### Written exercise a
In the cup report below, restate the passage that begins at the words "Officially Leicester City" and stops after "inflicted on City.", renaming "Foxes" as "Filberts" throughout.

### Text section
┄┄┄┄┄┄┄┄┄┄┄┄┄┄┄┄┄┄┄┄

The weather played a big part in this this tie which must rank as the first true non league giant killing act. Darlington were not from the strong Southern League, where virtually every other non league winner had previously come from. The visit of Wednesday to Darlington on first round day created huge excitement but the snow put paid to any action. When the tie was played in midweek it failed to secure a goal and Wednesday, enduring a dreadful season, which would end in relegation looked to have done enough to ensure a replay victory back at Owlerton. The elite club were cleary a side low on confidence as they fell behind in the replay and there was little chance of an equaliser in the second period as a snow storm descended into the faces of the Wednesday forwards who watched on in horror as George Stevens wrapped up the win.

Sheffield Wednesday: 1:Arnold Birch, 2:Jack Burkinshaw or Tom Brittleton, 3:Jimmy Blair, 4:Percy Reed, 5:Bob McSkimming, 6:Jimmy Campbell, 7:Bill Harvey or Freddy Capper, 8:Chas Binney, 9:Arthur Price or C O Brentnall, 10:Colin McKay, 11:Jimmy Gill

Darlington: 1:, 2:, 3:, 4:, 5:, 6:, 6:, 7:, 8:Dick Healy, 9:, 10:George Stevens, 11:

Leicester City 3-0 Manchester City

Second round: Saturday January 31st 1920

Attendance: 23,000

Scorers:George Douglas, Ernie Walker, Tom Smith {half time 0-0}

Ranked at the time:53

Today: Outside the top 200

{Image left: Centre forward, Jock Paterson who failed to find the net on this occasion.}

Officially Leicester City went into this season as a brand new club, though in reality they took over the ground, playing staff, ground, fittings and status of the pre war second division Leicester Fosse team, which had pretty much gone bust during the war. The new name proved a good cup omen as the Foxes took their first division visitors apart in a brilliant second half display, marshalled by the experienced duo of former Newcastle title winner, George Jobey and their ex Irish International forward Jim McAuley. On the back of their success Leicester took a large travelling support to Stamford Bridge in round three but found high flying Chelsea much too strong, going down by the same score as they themselves had inflicted on City.

┄┄┄┄┄┄┄┄┄┄┄┄┄┄┄┄┄┄┄┄

### Entries supplied
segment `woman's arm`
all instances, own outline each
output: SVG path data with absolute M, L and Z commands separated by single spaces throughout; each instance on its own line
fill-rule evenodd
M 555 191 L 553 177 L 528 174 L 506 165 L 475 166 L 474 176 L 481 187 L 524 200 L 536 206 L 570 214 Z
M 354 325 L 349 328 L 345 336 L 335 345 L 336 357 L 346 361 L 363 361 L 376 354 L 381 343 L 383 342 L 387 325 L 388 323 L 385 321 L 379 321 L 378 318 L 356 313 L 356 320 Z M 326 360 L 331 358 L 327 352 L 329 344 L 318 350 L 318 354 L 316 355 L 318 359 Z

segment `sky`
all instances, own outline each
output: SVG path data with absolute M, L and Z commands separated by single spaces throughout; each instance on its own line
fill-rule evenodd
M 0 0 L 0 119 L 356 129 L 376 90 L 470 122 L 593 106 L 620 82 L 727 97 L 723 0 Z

┄┄┄┄┄┄┄┄┄┄┄┄┄┄┄┄┄┄┄┄

### Written exercise b
Copy every one of the records above line for line, with no changes.

### Full solution a
Officially Leicester City went into this season as a brand new club, though in reality they took over the ground, playing staff, ground, fittings and status of the pre war second division Leicester Fosse team, which had pretty much gone bust during the war. The new name proved a good cup omen as the Filberts took their first division visitors apart in a brilliant second half display, marshalled by the experienced duo of former Newcastle title winner, George Jobey and their ex Irish International forward Jim McAuley. On the back of their success Leicester took a large travelling support to Stamford Bridge in round three but found high flying Chelsea much too strong, going down by the same score as they themselves had inflicted on City.

### Full solution b
segment `woman's arm`
all instances, own outline each
output: SVG path data with absolute M, L and Z commands separated by single spaces throughout; each instance on its own line
fill-rule evenodd
M 555 191 L 553 177 L 528 174 L 506 165 L 475 166 L 474 176 L 481 187 L 524 200 L 536 206 L 570 214 Z
M 354 325 L 349 328 L 345 336 L 335 345 L 336 357 L 346 361 L 363 361 L 376 354 L 381 343 L 383 342 L 387 325 L 388 323 L 385 321 L 379 321 L 378 318 L 356 313 L 356 320 Z M 326 360 L 331 358 L 327 352 L 329 344 L 318 350 L 318 354 L 316 355 L 318 359 Z

segment `sky`
all instances, own outline each
output: SVG path data with absolute M, L and Z commands separated by single spaces throughout; each instance on its own line
fill-rule evenodd
M 0 0 L 0 119 L 356 129 L 376 90 L 470 122 L 593 106 L 620 82 L 727 97 L 723 0 Z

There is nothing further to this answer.